**Task details**. Please output every line of the material below as a Markdown table with two columns, Row and Line, numbering the rows in order and leaving out blank lines.

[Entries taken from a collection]
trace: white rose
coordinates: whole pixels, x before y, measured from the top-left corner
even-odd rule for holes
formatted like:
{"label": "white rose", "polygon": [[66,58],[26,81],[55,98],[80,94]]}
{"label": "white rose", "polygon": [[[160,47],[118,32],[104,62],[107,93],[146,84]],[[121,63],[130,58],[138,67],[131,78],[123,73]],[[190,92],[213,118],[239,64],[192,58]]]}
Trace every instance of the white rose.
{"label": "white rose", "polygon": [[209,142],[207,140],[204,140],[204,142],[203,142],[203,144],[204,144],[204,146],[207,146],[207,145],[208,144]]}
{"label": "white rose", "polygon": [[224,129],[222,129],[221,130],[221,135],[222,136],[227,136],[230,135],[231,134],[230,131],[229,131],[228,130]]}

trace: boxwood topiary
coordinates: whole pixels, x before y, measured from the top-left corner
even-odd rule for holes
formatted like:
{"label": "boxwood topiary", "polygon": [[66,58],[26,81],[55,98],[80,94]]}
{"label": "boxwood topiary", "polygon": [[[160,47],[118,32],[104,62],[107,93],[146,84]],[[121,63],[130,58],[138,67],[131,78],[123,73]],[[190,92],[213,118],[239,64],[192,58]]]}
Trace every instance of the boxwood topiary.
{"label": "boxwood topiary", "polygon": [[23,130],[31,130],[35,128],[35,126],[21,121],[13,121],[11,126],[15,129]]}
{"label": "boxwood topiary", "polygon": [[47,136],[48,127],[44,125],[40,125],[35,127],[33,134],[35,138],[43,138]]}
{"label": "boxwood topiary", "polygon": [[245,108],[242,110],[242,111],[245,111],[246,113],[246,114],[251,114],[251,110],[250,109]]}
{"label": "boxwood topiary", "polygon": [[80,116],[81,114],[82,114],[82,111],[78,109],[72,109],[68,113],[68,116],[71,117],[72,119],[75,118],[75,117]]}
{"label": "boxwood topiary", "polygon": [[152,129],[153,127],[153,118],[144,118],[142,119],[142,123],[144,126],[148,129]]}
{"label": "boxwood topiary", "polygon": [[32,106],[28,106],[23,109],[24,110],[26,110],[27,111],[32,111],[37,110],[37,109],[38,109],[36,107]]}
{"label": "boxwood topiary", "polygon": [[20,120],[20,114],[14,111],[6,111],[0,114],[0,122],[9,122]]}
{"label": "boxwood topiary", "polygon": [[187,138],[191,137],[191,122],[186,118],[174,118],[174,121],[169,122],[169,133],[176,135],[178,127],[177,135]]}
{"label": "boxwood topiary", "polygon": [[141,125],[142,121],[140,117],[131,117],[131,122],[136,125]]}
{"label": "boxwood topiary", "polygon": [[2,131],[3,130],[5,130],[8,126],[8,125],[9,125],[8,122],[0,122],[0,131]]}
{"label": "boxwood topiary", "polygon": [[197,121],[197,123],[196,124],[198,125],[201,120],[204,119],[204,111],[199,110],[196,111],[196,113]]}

**Output of the exercise**.
| Row | Line |
|---|---|
| 1 | trace: white rose |
| 2 | coordinates: whole pixels, x before y, measured from the top-left corner |
| 3 | even-odd rule for holes |
| 4 | formatted like: |
| 5 | {"label": "white rose", "polygon": [[66,58],[26,81],[55,98],[80,94]]} |
| 6 | {"label": "white rose", "polygon": [[[160,47],[118,32],[104,62],[107,93],[146,84]],[[121,63],[130,58],[138,67],[131,78],[123,73]],[[190,92],[213,118],[239,64],[192,58]]]} |
| 7 | Trace every instance of the white rose. |
| 8 | {"label": "white rose", "polygon": [[209,142],[207,140],[204,140],[204,142],[203,142],[203,144],[204,144],[204,146],[207,146],[207,145],[208,144]]} |
| 9 | {"label": "white rose", "polygon": [[224,129],[222,129],[221,130],[221,135],[222,136],[227,136],[230,135],[231,134],[230,131],[229,131],[228,130]]} |
| 10 | trace: boxwood topiary |
| 11 | coordinates: whole pixels, x before y, measured from the top-left corner |
| 12 | even-odd rule for holes |
| 13 | formatted like: |
| 14 | {"label": "boxwood topiary", "polygon": [[66,58],[26,81],[55,98],[80,94]]} |
| 15 | {"label": "boxwood topiary", "polygon": [[[160,47],[118,32],[104,62],[107,93],[146,84]],[[121,63],[130,58],[138,67],[131,78],[123,73]],[[190,92],[213,118],[239,64],[192,58]]]} |
| 16 | Trace every instance of the boxwood topiary. |
| 17 | {"label": "boxwood topiary", "polygon": [[23,130],[31,130],[35,128],[35,126],[21,121],[13,121],[11,126],[15,129]]} |
| 18 | {"label": "boxwood topiary", "polygon": [[47,136],[48,127],[44,125],[40,125],[35,127],[33,134],[35,138],[43,138]]} |
| 19 | {"label": "boxwood topiary", "polygon": [[245,108],[242,110],[242,111],[245,111],[246,113],[246,114],[251,114],[251,110],[250,109]]} |
| 20 | {"label": "boxwood topiary", "polygon": [[80,116],[81,114],[82,114],[82,111],[78,109],[72,109],[68,113],[68,116],[71,117],[72,119],[75,118],[75,117]]} |
| 21 | {"label": "boxwood topiary", "polygon": [[152,129],[153,127],[153,118],[144,118],[142,119],[142,123],[144,126],[148,129]]} |
| 22 | {"label": "boxwood topiary", "polygon": [[32,106],[28,106],[23,109],[24,110],[26,110],[27,111],[32,111],[37,110],[37,109],[38,109],[36,107]]} |
| 23 | {"label": "boxwood topiary", "polygon": [[20,120],[20,114],[14,111],[6,111],[0,114],[0,122],[9,122]]} |
| 24 | {"label": "boxwood topiary", "polygon": [[187,138],[191,137],[191,122],[186,118],[174,118],[174,121],[169,122],[169,133],[176,135],[178,127],[177,135]]} |
| 25 | {"label": "boxwood topiary", "polygon": [[141,125],[142,121],[140,117],[131,117],[131,122],[136,125]]} |
| 26 | {"label": "boxwood topiary", "polygon": [[2,131],[3,130],[5,130],[8,126],[8,125],[9,125],[8,122],[0,122],[0,131]]} |
| 27 | {"label": "boxwood topiary", "polygon": [[197,121],[197,123],[196,124],[198,125],[201,120],[204,119],[204,111],[199,110],[196,111],[196,113]]} |